____ Provided records

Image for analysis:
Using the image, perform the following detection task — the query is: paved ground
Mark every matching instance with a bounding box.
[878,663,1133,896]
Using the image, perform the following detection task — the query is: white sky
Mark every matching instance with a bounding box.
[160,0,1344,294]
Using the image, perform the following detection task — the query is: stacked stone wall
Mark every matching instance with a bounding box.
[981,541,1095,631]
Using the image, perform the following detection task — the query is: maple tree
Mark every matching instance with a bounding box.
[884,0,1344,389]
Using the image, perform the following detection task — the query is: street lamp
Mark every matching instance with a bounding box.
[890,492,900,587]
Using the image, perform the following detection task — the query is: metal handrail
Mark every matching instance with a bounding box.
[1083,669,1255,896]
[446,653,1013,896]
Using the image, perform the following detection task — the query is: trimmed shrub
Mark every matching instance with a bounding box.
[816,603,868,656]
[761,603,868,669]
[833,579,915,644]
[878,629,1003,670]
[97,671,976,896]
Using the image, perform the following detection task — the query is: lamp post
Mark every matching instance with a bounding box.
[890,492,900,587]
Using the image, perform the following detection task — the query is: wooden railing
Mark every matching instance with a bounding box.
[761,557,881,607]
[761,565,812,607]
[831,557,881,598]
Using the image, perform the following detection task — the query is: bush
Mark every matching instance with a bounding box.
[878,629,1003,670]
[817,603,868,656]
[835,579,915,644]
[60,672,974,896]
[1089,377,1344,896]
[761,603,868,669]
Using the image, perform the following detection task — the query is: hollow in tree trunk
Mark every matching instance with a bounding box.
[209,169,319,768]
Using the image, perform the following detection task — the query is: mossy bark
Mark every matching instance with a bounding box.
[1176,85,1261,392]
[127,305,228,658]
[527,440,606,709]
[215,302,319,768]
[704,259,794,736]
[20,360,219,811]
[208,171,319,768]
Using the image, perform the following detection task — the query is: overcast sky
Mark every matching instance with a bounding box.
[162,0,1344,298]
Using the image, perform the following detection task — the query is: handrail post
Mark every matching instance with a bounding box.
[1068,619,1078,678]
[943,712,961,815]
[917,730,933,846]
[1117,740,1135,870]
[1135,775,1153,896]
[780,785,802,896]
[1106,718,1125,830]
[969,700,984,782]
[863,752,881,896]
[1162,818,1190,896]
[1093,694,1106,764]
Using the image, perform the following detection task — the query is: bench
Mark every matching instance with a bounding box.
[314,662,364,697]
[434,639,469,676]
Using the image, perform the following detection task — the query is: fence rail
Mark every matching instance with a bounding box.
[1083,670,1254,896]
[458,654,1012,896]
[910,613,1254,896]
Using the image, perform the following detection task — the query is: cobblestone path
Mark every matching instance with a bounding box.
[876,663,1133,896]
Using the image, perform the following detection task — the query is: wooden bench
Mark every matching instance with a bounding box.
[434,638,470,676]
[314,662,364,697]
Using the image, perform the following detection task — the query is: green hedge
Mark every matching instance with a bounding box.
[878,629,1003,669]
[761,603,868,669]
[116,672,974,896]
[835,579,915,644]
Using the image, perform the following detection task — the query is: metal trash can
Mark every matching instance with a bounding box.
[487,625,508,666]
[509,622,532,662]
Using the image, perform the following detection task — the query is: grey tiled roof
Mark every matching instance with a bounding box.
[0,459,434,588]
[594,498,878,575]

________

*Directions for this task:*
Lay out the material above as a two-column CSV with the headers "instruction" and "boxes", one row per request: put each request's text under "instruction" and its answer under "boxes", enclose each field in double quotes, and replace every line break inside a field with a space.

*Worked solution:*
instruction,boxes
"Image for analysis: Using the image, perform the following detection task — the query is: paved ground Mark every matching instance with a bounding box.","[878,663,1133,896]"
"Using the image, perform the following detection task — the query is: white sky Mark every matching instance with a bounding box.","[160,0,1344,294]"
"Using the image, perform the following detection task — the query is: stacked stone wall Mark every matching instance with a bounding box.","[981,541,1095,631]"
"Using the image, perform the following detection task — the query is: maple tree Mark every matching instance with a bounding box.","[884,0,1344,389]"
"Using the image, perform the following detection task — the query is: street lamp Mark every matching instance with a bounding box.","[890,492,900,587]"
"Using the image, perform the following detection task — the query is: metal handrail Mark every matching instance with a bounding box.","[1083,669,1255,896] [446,653,1013,896]"
"Using the image, perform the following detection task — the query is: trimmed shrub Mark every matching instance with a bounding box.","[816,603,868,656] [761,603,868,669] [833,579,915,644] [878,629,1003,670] [97,671,976,896]"
"Using the image, perform the following detection task — the query is: lamp post Mark every matching instance with a bounding box.","[890,492,900,587]"
"Using the image, perform the following detection task — the query is: wooden railing Mark every matching instance with a bounding box.","[761,557,881,607] [761,565,812,607] [831,557,881,598]"
"Using the image, perform the following detection task — the query is: bush Mark every matching instance with a bounding box.","[878,629,1003,670] [817,603,868,656] [835,579,915,644] [60,672,974,896] [1089,377,1344,896] [761,603,868,669]"
"Using the image, perform the following detection task — the query is: hollow in tree trunk Mark every matching instance with a bounding box.","[209,169,319,768]"
"Using the image, perform the following detection task — the query is: mossy bark Mark every matching instance with a bounding box.","[1176,85,1261,392] [127,305,228,658] [527,440,606,709] [215,302,319,768] [704,259,794,736] [20,360,219,811] [208,171,319,768]"
"Using the image, perform the following detection task — the query is: overcast sky Mark every matching instance with a bounding box.","[162,0,1344,298]"
"Using the image, perform the following detection task — the query is: handrail post Mark every matching instance with a bounding box.","[1068,619,1078,678] [943,712,961,815] [917,730,933,846] [1117,740,1135,870] [1135,775,1153,896] [780,785,802,896] [1106,718,1125,830] [969,700,984,782] [863,752,881,896] [1162,818,1190,896] [1093,694,1106,764]"
"Using the image, perform the following detection task — the query is: bench Mark every matching instance with a bounding box.","[314,662,364,697] [434,639,469,676]"
"Using the image, perform the following detection task — the query is: fence rail Mark every matching instance with a bounding box.","[1083,670,1254,896] [458,654,1012,896] [910,613,1254,896]"
"Using the image, perform the following detection task — the query is: cobblestone path Mark every matching instance with a bounding box.","[876,663,1133,896]"
"Using the image, perform the following detection task — the query is: wooden bench Mark every matching instance with a bounding box.","[434,638,470,676] [314,662,364,697]"
"Using the image, perform the following detection task — the query is: green hedge Mark every matching instance with a bounding box.","[878,629,1003,669] [761,603,868,669] [116,672,974,896] [835,579,915,644]"
"Using the image, perform the following detection task — the query is: metal trash can Mark every matching instance with a bounding box.","[487,625,508,666] [509,622,532,662]"
"Using the image, perform the following detection task — the query is: grey tiled roof Mark every matching instance with a bounding box.","[0,459,434,588] [594,498,878,575]"